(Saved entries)
--

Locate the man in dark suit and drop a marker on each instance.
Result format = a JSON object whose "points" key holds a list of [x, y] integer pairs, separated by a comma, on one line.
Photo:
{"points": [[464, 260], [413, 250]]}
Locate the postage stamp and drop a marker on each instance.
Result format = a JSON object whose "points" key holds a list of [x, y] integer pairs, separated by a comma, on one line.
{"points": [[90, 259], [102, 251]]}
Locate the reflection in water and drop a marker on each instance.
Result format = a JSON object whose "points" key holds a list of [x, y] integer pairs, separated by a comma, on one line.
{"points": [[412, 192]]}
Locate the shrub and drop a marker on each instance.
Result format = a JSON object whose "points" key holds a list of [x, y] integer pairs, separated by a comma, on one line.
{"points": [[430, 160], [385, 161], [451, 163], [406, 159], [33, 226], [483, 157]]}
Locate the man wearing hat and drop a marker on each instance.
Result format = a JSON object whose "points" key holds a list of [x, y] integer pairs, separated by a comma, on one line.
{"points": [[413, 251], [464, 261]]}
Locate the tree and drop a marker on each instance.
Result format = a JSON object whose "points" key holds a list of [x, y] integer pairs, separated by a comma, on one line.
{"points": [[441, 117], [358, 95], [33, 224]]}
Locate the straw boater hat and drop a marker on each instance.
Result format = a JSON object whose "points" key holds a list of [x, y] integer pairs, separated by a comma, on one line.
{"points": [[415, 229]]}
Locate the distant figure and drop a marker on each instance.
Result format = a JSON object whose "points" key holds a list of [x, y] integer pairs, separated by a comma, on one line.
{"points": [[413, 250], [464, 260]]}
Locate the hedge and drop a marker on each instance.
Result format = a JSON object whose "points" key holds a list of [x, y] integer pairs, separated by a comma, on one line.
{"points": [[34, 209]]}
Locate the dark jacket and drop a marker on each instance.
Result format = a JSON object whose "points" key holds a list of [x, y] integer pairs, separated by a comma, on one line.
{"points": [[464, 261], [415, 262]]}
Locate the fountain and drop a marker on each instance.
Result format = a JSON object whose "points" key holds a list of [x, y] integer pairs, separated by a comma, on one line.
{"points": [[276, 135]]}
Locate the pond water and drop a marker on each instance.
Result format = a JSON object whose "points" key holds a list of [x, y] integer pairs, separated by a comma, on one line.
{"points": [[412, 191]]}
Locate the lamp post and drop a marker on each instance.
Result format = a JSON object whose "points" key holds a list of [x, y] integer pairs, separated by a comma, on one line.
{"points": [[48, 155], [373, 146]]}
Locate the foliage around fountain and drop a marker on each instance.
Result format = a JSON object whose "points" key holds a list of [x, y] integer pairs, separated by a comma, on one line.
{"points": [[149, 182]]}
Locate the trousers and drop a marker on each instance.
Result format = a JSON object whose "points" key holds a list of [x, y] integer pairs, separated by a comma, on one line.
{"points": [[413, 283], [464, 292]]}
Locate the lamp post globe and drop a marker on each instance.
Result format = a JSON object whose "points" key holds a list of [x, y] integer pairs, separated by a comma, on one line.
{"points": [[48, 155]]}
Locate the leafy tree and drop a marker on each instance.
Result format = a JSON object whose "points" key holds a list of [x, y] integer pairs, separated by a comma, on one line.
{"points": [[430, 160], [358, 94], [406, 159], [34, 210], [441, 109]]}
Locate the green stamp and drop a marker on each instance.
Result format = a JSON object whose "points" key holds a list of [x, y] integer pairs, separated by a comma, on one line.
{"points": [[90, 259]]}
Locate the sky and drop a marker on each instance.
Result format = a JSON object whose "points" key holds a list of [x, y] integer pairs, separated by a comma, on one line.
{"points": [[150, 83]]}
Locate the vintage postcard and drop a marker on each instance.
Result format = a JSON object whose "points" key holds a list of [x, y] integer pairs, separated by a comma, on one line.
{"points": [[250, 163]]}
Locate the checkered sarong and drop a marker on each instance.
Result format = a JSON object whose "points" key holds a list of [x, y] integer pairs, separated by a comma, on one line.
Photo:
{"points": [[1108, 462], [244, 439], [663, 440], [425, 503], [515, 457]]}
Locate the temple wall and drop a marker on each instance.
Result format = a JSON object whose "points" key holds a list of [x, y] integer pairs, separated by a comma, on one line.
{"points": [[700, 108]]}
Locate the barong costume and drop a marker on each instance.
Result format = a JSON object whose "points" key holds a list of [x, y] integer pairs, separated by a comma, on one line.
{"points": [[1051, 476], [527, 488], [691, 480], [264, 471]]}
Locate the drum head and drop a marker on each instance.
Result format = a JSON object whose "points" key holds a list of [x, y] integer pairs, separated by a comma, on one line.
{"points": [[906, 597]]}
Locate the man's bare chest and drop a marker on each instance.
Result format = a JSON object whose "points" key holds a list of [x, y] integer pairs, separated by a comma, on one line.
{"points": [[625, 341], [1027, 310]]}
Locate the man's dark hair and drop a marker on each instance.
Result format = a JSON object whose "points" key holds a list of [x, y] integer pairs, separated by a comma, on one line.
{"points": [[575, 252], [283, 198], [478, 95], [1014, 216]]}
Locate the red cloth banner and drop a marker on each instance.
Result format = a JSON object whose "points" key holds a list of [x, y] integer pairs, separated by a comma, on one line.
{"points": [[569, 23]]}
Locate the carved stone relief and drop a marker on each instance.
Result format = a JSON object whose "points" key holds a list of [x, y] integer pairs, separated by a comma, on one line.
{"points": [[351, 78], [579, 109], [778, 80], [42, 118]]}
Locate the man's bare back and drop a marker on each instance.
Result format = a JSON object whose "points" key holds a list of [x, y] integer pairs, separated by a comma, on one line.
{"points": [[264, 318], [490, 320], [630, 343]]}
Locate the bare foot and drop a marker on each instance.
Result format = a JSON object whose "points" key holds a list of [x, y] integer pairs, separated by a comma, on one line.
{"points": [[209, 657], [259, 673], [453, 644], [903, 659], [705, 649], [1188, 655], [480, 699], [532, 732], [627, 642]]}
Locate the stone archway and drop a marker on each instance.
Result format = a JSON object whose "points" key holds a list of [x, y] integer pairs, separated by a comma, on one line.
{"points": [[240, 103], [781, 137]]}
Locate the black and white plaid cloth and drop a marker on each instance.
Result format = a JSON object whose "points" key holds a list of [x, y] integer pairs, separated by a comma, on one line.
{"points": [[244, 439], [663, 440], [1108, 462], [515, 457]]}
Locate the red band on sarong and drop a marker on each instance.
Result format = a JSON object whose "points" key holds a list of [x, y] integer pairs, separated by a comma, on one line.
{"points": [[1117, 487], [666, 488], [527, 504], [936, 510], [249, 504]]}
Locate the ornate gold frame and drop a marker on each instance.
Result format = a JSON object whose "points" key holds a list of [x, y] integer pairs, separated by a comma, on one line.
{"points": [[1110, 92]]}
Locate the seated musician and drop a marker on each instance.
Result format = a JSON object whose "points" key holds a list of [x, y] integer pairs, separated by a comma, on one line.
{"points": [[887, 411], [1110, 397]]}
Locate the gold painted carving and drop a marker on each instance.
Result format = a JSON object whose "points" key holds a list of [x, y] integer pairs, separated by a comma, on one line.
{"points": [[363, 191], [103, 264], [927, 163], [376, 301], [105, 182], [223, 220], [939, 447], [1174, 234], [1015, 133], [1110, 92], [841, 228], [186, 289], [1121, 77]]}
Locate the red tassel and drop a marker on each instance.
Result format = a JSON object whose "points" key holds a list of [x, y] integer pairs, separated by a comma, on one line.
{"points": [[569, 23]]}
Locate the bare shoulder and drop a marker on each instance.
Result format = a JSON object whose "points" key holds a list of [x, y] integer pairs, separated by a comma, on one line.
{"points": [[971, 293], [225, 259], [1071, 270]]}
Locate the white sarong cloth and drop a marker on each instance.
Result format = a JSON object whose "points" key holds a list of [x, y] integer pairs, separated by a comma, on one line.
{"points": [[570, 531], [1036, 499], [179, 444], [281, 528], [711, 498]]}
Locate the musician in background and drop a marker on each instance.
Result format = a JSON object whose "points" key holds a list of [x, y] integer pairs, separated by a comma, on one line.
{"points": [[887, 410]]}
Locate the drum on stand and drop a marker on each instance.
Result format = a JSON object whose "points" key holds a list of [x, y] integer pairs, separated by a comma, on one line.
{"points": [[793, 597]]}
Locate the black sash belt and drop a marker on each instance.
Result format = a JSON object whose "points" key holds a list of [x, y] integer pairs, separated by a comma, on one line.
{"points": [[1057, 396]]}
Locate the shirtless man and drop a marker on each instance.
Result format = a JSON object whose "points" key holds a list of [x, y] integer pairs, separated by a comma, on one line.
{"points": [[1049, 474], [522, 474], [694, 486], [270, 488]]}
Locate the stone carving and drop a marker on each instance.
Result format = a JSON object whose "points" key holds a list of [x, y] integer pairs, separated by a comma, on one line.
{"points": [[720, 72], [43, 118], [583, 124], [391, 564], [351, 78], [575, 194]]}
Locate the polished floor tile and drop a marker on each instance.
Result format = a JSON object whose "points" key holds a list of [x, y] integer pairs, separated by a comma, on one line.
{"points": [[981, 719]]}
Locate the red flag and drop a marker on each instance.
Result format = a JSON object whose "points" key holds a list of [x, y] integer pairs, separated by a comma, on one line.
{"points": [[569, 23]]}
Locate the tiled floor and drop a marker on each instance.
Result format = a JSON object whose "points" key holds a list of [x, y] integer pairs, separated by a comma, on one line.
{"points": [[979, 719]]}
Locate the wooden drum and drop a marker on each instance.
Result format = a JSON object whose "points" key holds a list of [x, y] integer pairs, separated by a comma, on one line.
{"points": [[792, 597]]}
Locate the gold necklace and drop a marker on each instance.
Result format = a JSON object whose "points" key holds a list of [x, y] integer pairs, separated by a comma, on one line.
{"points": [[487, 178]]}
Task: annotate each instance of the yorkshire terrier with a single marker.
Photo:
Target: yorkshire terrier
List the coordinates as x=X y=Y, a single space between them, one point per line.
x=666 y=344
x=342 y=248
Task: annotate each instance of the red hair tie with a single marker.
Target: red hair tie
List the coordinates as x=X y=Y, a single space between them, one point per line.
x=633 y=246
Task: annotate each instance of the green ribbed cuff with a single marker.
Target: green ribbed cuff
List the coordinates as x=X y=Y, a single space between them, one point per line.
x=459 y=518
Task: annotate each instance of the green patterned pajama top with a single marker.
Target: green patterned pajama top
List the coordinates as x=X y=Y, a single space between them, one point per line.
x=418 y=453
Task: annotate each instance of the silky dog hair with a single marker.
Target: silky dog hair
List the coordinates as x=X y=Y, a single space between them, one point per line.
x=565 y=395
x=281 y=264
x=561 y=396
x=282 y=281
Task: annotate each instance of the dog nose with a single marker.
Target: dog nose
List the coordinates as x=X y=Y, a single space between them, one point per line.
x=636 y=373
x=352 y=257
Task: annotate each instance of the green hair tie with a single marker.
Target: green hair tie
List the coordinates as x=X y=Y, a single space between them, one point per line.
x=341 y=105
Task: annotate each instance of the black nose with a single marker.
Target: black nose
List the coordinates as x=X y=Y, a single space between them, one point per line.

--

Task goal —
Using the data above, tally each line that has the string "dark" and report only the sum.

Solved problem —
3